Saved entries:
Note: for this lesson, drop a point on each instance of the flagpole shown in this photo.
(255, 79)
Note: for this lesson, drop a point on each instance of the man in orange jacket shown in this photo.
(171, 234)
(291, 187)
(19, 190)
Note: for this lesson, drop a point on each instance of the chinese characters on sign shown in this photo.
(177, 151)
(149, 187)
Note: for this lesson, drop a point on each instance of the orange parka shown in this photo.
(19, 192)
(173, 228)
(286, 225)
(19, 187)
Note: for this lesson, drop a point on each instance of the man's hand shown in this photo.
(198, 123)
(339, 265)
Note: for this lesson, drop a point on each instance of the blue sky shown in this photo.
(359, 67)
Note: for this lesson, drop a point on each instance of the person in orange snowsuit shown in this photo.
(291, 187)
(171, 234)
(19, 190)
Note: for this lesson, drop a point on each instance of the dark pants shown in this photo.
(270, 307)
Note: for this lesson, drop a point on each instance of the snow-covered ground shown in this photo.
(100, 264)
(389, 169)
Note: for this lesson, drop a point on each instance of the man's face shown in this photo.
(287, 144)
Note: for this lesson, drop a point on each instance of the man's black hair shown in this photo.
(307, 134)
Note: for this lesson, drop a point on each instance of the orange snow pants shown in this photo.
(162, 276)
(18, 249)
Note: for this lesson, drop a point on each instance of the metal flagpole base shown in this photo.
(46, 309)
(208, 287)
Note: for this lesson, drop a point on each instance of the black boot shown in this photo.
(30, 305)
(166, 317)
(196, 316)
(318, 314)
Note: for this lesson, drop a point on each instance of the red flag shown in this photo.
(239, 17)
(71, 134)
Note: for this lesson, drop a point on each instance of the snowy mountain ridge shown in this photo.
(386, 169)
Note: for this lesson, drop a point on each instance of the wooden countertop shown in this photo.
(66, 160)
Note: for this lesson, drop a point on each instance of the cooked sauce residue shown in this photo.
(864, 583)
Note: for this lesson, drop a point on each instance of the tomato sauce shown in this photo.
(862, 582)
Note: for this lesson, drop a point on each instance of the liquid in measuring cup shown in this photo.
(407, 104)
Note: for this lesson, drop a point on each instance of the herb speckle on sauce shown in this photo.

EXERCISE:
Copy the lines word for word, beginning with the line that contains "residue shown in this photo." and continuing through the final line of the entries.

WRITTEN ANSWER:
Note: for this lesson, drop a point on each instance of the cooked sauce residue shown in this photo.
(864, 583)
Note: for this lesson, drop a point on each instance of the tomato sauce shown in this photo.
(862, 582)
Note: for this lesson, drop a point on each instance of the liquid in measuring cup shown in this photo.
(407, 104)
Note: for this lesson, drop a point on each instance of the herb speckle on sauce shown in this photo.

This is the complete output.